QUOTED PASSAGE

[Start of Attachment]

TDMR received the following from a Texas Medicaid dentist who wishes to tell his story about his history with the HLD scoring system and the current state of Medicaid for orthodontia. He asked to remain anonymous.
When I began working with the Medicaid program about 22 years ago, National Heritage Insurance Company (NHIC) was employed by HHSC to administer it for the dentists in Texas. Since orthodontists do not use the HLD evaluation in private practice, I found it new to me. Most citizens want straight teeth that occlude properly. Any area that is out of alignment is generally not acceptable. The American Association of Orthodontists has never considered anything less and always promoted proper occlusion to avoid areas susceptible to decay or periodontal problems.
I found difficulties in scoring the HLD difficult at first. There was not a lot of detailed information as to how to score it. I found, at first, that I received back my models, photos, x-rays and diagnostic workup with a note saying that my HLD score was less than 26 points. I also learned that, if I sent in 10 cases that would not qualify, only one would be receive payment for my workup costs. So, obviously, I needed help to know more how to score it and not spend a lot of extra money and time.

[End of Attachment]

MATERIAL SHOWN
[Start of Attachment]

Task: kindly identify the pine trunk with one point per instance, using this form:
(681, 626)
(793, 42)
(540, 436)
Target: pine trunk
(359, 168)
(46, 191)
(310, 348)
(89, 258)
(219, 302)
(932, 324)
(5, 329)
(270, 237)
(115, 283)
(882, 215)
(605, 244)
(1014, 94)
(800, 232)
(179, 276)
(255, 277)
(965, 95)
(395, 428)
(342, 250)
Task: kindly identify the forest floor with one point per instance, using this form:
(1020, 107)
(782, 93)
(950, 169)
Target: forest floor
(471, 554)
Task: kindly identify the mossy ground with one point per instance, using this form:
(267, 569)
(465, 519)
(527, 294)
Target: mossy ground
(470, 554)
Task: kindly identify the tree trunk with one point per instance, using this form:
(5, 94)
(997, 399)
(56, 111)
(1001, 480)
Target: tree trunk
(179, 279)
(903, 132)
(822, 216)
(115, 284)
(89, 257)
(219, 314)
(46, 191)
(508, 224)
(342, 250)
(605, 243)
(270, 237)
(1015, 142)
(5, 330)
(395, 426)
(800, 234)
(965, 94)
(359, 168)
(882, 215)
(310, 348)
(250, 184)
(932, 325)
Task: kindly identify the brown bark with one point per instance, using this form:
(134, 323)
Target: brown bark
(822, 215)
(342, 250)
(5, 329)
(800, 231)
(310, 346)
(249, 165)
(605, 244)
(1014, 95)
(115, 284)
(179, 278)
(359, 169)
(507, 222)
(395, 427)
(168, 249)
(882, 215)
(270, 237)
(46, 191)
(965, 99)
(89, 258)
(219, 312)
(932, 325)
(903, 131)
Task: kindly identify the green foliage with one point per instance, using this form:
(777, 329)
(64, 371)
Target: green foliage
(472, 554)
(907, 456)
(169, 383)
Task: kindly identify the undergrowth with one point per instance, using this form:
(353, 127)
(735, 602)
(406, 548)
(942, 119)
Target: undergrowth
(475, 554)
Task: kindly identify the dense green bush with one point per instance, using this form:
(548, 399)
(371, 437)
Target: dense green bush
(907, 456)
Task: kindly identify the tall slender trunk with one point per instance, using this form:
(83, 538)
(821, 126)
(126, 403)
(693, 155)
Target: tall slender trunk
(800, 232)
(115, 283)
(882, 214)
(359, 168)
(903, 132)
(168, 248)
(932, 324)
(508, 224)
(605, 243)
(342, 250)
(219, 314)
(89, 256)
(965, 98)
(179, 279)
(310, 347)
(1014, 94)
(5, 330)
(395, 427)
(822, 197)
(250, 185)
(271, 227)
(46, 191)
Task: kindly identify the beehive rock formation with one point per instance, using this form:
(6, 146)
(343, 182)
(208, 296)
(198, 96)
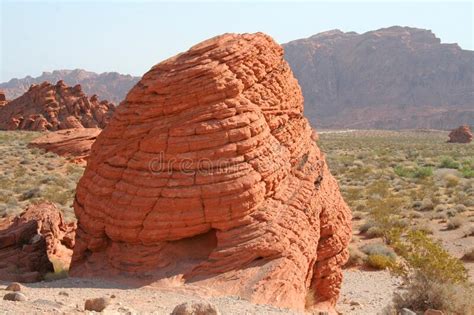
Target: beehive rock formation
(462, 134)
(29, 243)
(208, 174)
(54, 107)
(74, 143)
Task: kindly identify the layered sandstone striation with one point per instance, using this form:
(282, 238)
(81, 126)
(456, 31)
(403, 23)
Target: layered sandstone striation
(73, 143)
(32, 242)
(54, 107)
(462, 134)
(209, 174)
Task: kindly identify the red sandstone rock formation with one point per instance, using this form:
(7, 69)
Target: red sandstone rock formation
(75, 143)
(54, 107)
(462, 134)
(30, 243)
(209, 174)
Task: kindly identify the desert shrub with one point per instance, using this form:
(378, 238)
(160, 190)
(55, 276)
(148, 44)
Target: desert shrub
(424, 293)
(448, 162)
(423, 255)
(454, 223)
(426, 205)
(60, 271)
(425, 228)
(467, 172)
(460, 208)
(374, 232)
(422, 172)
(366, 226)
(357, 215)
(378, 249)
(469, 232)
(417, 172)
(451, 180)
(401, 171)
(469, 255)
(356, 257)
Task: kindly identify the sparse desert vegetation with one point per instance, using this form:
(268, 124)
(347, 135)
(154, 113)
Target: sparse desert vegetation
(415, 193)
(411, 194)
(29, 175)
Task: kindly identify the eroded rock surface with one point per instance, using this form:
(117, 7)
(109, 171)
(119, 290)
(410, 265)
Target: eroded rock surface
(30, 243)
(54, 107)
(462, 134)
(75, 143)
(208, 174)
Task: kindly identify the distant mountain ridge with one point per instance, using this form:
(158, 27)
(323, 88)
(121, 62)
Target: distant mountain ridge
(392, 78)
(112, 86)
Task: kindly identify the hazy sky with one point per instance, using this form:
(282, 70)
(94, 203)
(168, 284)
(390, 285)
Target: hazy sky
(131, 36)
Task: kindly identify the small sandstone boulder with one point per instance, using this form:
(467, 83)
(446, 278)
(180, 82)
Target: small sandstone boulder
(15, 296)
(30, 242)
(195, 308)
(97, 304)
(53, 107)
(14, 286)
(462, 134)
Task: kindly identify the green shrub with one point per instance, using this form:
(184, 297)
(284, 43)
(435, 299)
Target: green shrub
(454, 223)
(448, 162)
(469, 255)
(467, 172)
(422, 293)
(379, 262)
(427, 257)
(356, 257)
(378, 249)
(423, 172)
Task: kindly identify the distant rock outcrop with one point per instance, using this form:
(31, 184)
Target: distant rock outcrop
(31, 242)
(392, 78)
(462, 134)
(111, 86)
(74, 143)
(55, 107)
(209, 174)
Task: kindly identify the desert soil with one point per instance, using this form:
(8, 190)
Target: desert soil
(362, 293)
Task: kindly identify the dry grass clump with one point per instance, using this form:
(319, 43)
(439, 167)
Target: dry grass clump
(356, 257)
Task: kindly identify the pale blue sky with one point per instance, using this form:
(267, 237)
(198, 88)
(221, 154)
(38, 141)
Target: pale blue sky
(131, 36)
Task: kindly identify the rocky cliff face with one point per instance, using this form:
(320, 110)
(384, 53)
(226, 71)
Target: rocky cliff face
(53, 107)
(209, 174)
(112, 86)
(73, 143)
(462, 134)
(392, 78)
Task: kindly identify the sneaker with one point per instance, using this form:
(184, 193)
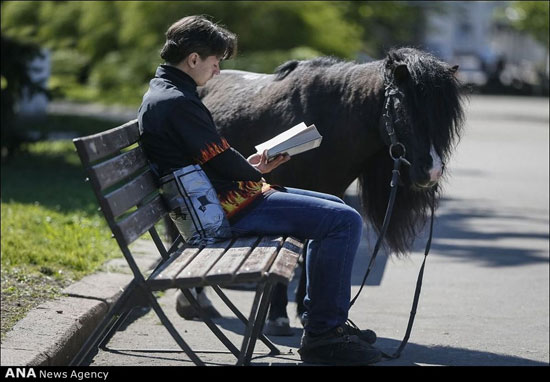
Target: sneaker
(336, 347)
(185, 310)
(367, 335)
(278, 327)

[End of Attachment]

WORK TASK A
According to the dentist's account, which company did HHSC employ to administer the Medicaid program for Texas dentists when the dentist began working with it?
WORK TASK B
Repeat the dentist's account word for word, from "When I began" up to and including "or periodontal problems.".

ANSWER AREA A
National Heritage Insurance Company (NHIC).

ANSWER AREA B
When I began working with the Medicaid program about 22 years ago, National Heritage Insurance Company (NHIC) was employed by HHSC to administer it for the dentists in Texas. Since orthodontists do not use the HLD evaluation in private practice, I found it new to me. Most citizens want straight teeth that occlude properly. Any area that is out of alignment is generally not acceptable. The American Association of Orthodontists has never considered anything less and always promoted proper occlusion to avoid areas susceptible to decay or periodontal problems.